▶ [WHAT THE TASK REQUIRES] Output exactly, please, the lines of the records below from the one containing "table, I would be grateful." through the final line.

[Saved entries]
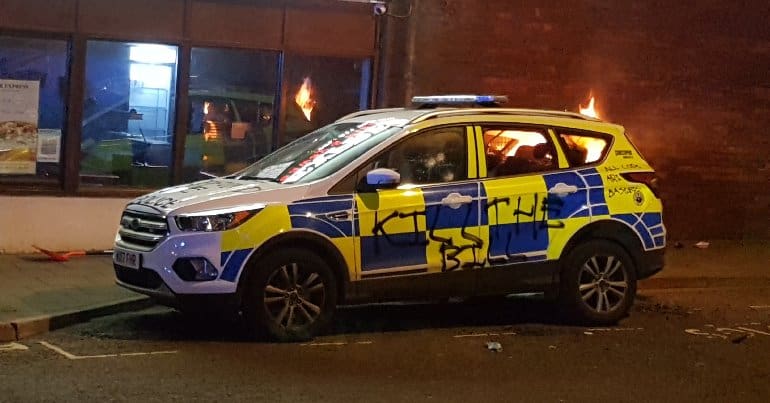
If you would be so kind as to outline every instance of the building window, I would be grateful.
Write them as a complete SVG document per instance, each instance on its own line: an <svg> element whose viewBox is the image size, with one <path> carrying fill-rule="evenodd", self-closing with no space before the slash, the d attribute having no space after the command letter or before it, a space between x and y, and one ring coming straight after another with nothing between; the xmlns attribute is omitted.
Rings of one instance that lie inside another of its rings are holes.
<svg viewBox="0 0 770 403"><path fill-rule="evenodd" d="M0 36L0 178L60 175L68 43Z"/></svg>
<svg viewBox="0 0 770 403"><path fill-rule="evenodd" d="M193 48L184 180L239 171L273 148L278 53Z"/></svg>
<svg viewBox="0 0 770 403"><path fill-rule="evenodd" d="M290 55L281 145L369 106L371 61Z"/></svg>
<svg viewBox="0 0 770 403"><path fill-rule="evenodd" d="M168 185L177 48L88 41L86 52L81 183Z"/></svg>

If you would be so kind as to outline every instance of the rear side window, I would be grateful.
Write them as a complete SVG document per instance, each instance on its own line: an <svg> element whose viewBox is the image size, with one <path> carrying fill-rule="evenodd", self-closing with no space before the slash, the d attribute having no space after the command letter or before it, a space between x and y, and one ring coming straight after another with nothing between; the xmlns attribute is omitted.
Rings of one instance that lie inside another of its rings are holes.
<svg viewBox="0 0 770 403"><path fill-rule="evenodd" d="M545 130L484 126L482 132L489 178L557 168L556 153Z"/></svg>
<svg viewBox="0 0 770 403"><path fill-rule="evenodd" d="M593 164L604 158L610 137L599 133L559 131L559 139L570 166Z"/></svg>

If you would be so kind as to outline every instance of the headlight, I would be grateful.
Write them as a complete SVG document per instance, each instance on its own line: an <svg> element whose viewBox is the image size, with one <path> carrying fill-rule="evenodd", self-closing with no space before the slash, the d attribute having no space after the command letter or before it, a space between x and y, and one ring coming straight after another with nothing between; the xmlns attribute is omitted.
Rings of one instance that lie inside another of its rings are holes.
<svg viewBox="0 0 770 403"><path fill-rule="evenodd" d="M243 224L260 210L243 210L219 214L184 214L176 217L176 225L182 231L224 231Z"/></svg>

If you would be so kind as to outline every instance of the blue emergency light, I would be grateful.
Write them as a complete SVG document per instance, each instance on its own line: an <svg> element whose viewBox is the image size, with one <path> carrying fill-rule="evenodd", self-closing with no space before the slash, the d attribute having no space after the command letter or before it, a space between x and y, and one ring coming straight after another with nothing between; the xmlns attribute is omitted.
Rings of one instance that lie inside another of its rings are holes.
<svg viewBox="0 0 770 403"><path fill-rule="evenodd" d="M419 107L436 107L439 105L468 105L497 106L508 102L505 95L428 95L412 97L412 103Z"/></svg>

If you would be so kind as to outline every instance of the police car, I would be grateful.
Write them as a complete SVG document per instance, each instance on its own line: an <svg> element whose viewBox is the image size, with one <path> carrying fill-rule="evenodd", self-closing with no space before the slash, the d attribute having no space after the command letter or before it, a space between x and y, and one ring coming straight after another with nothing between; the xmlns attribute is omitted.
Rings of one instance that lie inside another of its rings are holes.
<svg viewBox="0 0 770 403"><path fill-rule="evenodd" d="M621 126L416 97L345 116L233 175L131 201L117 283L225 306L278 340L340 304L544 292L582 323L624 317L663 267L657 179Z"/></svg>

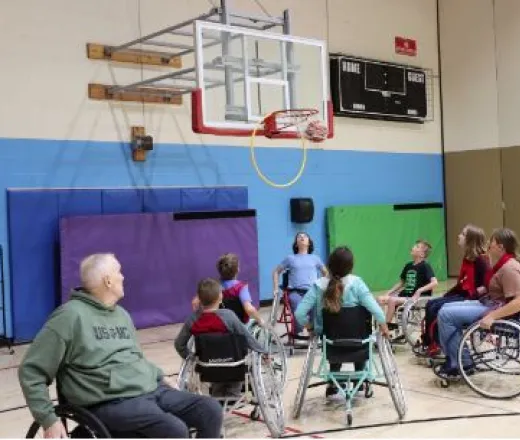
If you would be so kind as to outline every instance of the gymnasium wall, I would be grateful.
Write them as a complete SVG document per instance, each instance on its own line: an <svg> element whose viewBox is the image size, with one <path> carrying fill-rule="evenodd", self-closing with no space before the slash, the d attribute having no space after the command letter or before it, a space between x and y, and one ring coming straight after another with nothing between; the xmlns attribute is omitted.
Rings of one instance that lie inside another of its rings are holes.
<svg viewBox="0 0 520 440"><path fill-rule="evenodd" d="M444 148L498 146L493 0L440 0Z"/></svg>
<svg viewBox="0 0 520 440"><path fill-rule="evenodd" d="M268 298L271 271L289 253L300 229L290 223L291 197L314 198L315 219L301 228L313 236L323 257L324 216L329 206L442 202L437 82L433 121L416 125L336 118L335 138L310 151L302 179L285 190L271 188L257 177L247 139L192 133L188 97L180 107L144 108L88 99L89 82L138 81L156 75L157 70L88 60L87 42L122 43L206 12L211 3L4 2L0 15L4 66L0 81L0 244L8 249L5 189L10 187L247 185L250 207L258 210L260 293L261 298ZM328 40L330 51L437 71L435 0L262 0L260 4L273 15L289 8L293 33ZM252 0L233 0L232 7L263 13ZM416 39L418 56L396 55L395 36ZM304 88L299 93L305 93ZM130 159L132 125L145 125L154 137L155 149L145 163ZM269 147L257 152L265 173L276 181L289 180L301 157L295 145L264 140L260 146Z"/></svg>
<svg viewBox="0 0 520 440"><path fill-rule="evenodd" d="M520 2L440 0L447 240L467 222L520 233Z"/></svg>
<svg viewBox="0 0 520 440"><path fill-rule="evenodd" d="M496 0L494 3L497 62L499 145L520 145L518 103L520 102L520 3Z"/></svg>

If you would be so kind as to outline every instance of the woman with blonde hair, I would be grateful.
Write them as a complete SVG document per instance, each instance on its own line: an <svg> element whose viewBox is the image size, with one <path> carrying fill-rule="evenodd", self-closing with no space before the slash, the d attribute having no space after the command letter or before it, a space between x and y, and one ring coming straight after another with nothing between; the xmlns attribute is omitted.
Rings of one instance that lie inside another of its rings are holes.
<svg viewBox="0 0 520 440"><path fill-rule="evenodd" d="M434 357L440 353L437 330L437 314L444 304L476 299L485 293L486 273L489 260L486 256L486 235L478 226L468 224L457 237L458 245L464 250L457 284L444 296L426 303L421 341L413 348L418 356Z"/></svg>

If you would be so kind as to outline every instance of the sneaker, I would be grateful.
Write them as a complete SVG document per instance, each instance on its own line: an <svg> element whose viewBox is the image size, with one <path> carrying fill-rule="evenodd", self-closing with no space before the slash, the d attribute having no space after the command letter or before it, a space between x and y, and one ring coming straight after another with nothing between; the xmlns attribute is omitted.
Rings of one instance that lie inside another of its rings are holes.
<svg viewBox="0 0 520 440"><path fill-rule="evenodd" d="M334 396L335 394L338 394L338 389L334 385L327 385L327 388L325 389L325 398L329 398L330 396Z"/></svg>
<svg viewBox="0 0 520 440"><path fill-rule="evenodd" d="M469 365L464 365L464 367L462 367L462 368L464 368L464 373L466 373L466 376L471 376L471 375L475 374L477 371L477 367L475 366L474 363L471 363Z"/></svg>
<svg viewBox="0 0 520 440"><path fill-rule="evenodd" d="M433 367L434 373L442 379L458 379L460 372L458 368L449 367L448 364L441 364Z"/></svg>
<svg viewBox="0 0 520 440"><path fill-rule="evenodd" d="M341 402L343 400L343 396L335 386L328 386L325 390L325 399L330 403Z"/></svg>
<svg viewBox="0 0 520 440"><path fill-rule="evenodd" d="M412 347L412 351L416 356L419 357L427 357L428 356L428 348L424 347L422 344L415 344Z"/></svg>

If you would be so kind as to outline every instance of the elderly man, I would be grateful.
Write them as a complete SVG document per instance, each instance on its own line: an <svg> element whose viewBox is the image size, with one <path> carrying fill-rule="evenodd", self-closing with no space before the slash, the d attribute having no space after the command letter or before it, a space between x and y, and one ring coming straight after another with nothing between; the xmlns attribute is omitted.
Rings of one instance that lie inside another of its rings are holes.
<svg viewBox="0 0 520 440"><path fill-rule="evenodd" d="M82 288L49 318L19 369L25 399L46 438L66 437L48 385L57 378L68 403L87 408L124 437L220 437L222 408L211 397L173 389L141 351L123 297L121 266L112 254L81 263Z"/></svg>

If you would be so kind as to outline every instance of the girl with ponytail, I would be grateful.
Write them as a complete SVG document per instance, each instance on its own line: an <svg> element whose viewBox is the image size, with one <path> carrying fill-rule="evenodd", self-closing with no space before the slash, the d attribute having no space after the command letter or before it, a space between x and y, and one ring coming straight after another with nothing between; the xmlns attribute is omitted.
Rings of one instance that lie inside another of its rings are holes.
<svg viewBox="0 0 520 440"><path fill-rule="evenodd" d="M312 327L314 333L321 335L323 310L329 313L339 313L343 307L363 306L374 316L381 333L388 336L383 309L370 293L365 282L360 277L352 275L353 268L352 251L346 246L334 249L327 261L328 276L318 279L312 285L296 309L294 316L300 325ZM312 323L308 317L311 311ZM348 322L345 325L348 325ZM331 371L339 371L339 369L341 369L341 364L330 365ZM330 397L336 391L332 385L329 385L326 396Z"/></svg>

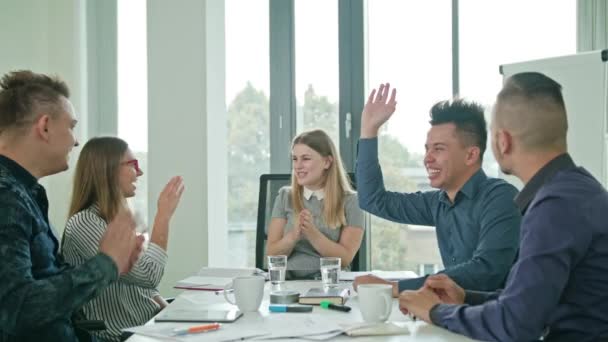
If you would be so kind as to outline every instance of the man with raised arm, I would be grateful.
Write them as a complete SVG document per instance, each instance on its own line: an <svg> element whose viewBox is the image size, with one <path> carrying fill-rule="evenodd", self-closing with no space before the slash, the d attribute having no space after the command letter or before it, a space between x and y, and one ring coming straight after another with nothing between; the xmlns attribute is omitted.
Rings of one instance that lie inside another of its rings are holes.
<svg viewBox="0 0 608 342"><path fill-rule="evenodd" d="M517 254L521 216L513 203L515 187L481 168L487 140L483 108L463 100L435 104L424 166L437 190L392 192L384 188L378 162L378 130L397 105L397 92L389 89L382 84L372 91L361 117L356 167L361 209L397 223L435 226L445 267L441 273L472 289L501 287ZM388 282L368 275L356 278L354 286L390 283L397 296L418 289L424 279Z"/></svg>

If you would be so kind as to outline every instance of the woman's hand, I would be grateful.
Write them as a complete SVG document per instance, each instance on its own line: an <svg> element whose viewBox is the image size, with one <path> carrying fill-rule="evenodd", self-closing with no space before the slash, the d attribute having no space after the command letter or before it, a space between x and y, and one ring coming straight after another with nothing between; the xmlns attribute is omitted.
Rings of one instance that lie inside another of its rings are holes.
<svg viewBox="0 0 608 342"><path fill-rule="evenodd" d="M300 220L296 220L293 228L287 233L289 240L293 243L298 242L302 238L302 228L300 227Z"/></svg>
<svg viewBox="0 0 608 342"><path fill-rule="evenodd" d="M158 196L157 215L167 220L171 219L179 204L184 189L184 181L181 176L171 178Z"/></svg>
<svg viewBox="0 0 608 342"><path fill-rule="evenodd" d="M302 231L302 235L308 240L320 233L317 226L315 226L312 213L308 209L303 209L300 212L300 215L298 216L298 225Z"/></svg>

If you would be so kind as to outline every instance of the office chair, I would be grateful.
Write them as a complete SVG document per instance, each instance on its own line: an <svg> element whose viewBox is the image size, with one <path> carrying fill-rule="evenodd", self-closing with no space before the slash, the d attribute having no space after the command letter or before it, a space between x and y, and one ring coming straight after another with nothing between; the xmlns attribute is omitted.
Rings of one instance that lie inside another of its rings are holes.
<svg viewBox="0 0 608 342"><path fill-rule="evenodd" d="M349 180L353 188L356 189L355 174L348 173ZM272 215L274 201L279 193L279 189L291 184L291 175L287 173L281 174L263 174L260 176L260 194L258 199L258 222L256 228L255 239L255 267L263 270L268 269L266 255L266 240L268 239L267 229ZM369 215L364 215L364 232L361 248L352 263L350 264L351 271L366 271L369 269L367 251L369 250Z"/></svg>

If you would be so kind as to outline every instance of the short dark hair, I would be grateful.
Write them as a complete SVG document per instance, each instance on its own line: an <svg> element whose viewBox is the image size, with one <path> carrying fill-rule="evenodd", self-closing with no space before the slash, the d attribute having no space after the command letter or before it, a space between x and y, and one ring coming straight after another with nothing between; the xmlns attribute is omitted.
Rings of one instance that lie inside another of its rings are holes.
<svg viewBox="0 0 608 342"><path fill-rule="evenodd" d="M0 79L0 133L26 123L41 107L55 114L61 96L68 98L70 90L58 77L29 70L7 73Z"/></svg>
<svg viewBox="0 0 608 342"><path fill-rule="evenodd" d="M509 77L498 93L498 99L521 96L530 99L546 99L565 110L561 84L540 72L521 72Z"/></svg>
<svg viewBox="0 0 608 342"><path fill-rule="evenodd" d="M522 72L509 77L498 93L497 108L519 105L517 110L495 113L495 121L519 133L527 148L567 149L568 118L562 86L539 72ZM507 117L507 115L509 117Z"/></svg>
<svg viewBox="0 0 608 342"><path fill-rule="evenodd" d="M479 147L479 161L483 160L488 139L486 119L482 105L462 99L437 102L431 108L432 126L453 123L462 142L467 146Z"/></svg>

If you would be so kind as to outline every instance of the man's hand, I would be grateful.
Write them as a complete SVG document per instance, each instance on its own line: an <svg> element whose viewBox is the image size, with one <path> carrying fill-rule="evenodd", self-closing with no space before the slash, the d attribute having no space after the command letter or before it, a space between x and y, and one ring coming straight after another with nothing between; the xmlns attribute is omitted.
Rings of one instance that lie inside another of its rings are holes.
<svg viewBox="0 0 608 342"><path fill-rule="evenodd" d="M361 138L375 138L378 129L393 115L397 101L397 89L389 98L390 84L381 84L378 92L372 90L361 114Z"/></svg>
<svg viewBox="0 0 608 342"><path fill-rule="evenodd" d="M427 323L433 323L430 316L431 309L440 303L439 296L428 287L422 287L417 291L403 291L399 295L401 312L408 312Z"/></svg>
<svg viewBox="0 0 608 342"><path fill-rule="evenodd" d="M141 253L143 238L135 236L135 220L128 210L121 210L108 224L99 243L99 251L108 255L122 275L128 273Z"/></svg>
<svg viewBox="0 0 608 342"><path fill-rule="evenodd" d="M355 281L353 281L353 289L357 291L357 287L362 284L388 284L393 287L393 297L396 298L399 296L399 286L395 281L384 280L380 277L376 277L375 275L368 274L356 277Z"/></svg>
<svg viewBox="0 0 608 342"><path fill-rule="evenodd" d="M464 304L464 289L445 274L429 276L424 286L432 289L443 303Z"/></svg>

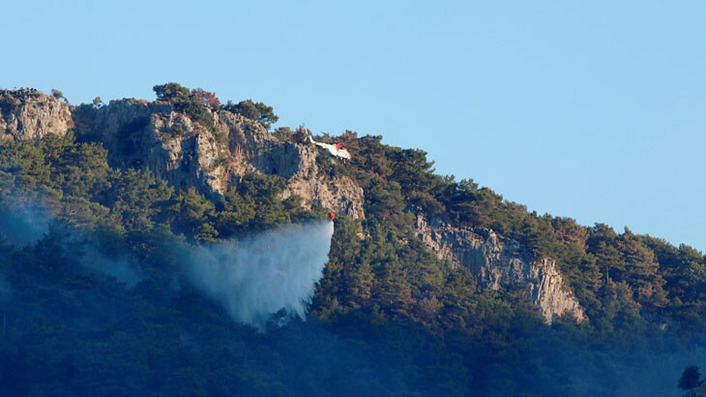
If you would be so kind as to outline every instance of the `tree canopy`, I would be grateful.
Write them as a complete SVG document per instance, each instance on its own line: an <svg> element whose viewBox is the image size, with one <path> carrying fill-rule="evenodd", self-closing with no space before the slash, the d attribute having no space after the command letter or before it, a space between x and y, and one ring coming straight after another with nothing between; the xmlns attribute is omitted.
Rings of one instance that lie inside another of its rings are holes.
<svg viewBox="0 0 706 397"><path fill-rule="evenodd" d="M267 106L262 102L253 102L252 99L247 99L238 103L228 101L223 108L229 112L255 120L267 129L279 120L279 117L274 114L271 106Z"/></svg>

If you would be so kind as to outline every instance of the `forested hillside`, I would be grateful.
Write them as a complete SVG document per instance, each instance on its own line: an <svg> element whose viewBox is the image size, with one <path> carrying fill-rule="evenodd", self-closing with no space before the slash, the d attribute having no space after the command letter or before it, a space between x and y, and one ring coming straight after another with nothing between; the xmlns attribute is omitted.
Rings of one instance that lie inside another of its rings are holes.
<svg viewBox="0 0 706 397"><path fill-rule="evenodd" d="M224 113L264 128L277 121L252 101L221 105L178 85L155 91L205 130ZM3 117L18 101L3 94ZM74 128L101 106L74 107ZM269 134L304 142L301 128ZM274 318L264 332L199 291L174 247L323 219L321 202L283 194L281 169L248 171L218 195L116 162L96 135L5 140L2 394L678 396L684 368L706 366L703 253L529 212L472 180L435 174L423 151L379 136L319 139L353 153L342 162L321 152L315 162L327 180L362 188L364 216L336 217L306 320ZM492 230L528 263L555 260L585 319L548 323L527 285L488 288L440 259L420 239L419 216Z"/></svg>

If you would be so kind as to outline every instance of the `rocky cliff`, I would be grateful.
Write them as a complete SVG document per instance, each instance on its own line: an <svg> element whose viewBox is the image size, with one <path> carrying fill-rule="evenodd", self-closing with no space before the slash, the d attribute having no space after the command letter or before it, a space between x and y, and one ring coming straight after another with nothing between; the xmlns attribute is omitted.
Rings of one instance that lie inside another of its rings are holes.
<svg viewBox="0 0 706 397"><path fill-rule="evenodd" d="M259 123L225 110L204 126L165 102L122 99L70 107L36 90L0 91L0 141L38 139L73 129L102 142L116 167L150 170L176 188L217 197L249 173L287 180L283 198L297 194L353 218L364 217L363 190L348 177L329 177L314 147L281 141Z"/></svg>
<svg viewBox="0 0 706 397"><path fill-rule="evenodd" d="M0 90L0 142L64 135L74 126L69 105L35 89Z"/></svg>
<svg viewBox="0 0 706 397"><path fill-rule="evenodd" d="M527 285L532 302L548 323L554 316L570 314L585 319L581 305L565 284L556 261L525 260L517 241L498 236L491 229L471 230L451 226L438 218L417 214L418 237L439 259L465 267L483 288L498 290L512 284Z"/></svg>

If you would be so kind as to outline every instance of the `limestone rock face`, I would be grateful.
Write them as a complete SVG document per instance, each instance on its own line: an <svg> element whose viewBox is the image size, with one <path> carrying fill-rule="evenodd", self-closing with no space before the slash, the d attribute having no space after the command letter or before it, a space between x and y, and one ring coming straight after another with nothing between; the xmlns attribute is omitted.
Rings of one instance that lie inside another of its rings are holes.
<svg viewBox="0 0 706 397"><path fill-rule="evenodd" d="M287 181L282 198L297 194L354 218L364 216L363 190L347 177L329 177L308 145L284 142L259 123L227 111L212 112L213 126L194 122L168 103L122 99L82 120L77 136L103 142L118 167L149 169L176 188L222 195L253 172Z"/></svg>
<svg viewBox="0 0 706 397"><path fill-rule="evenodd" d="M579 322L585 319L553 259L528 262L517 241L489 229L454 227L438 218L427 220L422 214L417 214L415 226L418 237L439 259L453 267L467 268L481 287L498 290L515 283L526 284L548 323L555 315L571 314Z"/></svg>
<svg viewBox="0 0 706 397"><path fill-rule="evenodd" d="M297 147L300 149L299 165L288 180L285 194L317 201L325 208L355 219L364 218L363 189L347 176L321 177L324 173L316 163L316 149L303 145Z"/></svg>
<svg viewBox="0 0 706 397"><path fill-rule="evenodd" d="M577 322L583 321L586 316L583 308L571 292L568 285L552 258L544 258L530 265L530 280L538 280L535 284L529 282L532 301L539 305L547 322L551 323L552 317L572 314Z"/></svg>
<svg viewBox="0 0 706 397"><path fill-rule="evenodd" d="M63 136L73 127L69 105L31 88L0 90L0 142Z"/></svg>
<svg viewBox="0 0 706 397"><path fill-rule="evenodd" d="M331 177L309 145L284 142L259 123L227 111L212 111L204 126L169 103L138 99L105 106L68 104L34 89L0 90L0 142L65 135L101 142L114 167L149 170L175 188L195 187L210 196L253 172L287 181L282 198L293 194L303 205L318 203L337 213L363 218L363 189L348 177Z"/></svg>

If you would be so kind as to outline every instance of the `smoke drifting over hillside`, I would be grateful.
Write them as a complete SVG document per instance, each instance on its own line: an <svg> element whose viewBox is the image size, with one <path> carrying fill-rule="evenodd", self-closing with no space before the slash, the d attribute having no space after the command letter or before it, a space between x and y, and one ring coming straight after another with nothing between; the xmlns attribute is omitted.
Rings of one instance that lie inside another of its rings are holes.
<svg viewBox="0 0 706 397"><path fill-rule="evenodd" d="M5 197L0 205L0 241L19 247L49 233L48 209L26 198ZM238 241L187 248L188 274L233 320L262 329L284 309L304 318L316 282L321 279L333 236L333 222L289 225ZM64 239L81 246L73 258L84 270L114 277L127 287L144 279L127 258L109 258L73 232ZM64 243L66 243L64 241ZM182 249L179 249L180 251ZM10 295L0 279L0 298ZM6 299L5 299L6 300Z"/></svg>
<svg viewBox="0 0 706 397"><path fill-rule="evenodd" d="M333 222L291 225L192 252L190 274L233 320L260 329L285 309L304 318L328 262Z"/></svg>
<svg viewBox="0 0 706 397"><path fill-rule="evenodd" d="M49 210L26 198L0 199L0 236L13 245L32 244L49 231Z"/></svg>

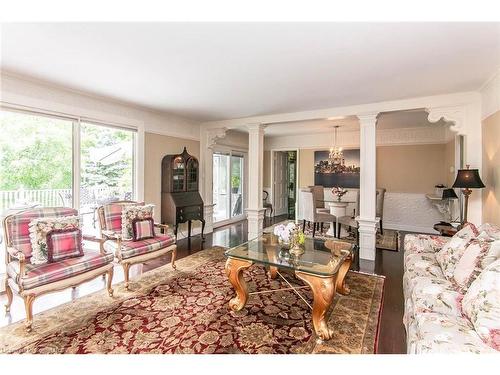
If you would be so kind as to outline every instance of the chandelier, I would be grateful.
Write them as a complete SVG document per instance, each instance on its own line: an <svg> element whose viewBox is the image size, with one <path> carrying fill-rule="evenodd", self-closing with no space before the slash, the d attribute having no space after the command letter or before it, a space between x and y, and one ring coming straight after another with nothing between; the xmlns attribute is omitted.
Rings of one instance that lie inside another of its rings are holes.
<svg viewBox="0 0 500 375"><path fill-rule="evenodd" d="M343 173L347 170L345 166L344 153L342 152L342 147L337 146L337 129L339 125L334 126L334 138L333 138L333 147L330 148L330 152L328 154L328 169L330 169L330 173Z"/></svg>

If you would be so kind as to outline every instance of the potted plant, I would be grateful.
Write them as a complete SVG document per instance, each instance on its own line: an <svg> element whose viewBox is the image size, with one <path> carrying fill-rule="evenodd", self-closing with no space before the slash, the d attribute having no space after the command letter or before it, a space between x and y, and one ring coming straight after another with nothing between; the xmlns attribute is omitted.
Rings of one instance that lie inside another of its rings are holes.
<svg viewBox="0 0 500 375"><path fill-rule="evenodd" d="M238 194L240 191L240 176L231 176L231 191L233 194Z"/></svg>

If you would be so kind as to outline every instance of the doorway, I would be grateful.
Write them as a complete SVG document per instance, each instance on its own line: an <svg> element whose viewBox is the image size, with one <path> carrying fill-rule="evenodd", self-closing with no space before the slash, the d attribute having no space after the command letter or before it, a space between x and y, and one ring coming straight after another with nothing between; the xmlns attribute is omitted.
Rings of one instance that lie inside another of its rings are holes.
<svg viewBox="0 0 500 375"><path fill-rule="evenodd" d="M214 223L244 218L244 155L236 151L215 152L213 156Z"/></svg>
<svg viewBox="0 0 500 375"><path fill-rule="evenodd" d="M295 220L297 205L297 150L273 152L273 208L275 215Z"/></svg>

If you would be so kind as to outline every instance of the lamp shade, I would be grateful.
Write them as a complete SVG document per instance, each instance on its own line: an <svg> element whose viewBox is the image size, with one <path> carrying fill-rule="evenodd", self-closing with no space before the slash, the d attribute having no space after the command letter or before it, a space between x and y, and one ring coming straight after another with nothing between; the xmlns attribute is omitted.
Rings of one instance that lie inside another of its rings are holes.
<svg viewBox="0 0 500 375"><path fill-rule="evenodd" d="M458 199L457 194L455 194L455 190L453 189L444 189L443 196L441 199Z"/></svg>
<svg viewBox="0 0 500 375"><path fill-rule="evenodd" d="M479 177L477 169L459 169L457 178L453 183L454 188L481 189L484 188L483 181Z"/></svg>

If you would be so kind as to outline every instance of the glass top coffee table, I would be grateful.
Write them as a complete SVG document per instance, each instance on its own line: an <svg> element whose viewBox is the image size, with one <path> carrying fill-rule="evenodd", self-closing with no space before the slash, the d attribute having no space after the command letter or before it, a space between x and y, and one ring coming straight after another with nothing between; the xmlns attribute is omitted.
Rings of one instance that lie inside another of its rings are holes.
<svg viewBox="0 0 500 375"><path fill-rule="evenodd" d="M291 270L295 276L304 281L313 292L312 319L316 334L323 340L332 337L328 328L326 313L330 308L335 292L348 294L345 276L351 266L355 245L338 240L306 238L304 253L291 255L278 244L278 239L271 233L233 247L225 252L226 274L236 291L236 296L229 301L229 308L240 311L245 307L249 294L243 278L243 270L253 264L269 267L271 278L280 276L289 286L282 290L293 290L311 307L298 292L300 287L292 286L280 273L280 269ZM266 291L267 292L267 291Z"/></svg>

▶ [RESPONSE TO THE TASK]
If you would be so kind as to outline every instance of the glass top coffee table, I would be grateful.
Write them as a complete SVG document per instance, each instance on its own line: an <svg> element whose viewBox is the image size, with one <path> carrying fill-rule="evenodd", self-closing with no space before the slash, the d attribute having no space after the command letter or before it, a space between x and y, and one ring coming straight after another with nothing between; the xmlns attribute is omitted.
Rings of one instance that lie inside another of its rings are holes.
<svg viewBox="0 0 500 375"><path fill-rule="evenodd" d="M291 270L295 276L304 281L313 292L312 319L316 334L323 340L332 337L328 328L326 313L330 308L335 292L348 294L345 276L351 266L355 245L338 240L306 238L304 253L291 255L278 244L278 239L271 233L233 247L225 252L226 274L236 291L236 296L229 301L229 308L240 311L245 307L249 294L243 278L243 270L253 264L269 267L271 278L280 276L289 286L282 290L293 290L311 307L298 292L300 287L292 286L280 273L280 269ZM266 291L267 292L267 291Z"/></svg>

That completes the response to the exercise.